Whenever the string "window" appears in a line below, please copy the line out.
____________________
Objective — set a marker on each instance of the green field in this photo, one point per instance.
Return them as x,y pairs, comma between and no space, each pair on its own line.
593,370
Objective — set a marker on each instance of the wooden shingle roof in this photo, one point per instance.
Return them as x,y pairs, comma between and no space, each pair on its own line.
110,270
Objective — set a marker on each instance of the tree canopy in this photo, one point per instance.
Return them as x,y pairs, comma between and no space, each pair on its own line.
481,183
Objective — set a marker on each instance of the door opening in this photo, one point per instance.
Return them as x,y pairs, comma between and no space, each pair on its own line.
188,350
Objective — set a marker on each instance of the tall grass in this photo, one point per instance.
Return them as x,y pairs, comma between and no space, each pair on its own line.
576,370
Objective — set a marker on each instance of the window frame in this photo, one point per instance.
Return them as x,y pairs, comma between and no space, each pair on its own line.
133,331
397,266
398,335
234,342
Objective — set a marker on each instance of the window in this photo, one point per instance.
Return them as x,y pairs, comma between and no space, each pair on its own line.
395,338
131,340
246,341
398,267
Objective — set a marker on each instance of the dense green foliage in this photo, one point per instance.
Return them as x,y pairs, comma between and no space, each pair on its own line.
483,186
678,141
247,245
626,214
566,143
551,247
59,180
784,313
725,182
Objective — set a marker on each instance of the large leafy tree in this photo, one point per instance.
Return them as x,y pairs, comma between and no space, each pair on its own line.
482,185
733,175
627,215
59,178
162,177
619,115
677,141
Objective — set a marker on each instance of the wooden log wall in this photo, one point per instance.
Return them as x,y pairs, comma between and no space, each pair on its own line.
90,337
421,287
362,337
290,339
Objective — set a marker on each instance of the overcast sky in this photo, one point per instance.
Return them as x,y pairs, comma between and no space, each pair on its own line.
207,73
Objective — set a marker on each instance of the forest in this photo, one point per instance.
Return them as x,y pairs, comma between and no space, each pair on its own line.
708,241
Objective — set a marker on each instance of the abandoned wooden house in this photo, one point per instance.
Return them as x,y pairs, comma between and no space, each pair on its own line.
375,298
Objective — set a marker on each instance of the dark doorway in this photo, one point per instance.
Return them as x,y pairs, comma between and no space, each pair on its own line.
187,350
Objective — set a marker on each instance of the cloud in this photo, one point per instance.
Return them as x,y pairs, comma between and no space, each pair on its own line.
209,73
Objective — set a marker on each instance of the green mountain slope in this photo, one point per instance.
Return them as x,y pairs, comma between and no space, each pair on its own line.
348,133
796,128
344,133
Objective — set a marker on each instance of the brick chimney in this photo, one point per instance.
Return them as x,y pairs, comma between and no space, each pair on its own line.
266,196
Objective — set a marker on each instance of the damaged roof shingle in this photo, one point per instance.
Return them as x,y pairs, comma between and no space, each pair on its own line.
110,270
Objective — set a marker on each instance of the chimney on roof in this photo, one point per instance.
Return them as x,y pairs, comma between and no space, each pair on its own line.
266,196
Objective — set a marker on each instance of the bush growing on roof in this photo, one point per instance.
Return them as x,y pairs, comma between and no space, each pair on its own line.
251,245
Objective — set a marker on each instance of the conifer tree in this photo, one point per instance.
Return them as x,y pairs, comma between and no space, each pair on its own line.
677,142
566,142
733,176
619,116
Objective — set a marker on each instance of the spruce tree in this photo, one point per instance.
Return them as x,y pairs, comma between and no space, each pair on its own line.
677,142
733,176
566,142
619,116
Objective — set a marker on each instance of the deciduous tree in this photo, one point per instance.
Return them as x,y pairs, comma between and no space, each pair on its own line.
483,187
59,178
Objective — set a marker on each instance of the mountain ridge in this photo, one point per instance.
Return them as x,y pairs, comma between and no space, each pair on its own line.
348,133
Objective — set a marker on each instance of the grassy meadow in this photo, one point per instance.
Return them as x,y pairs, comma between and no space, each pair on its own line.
____________________
_Reply_
Objective — set a marker on each instance of the window frame in this photo, one point per instance.
Objective — set a marker on each instance of the window in this photo, one point per instance.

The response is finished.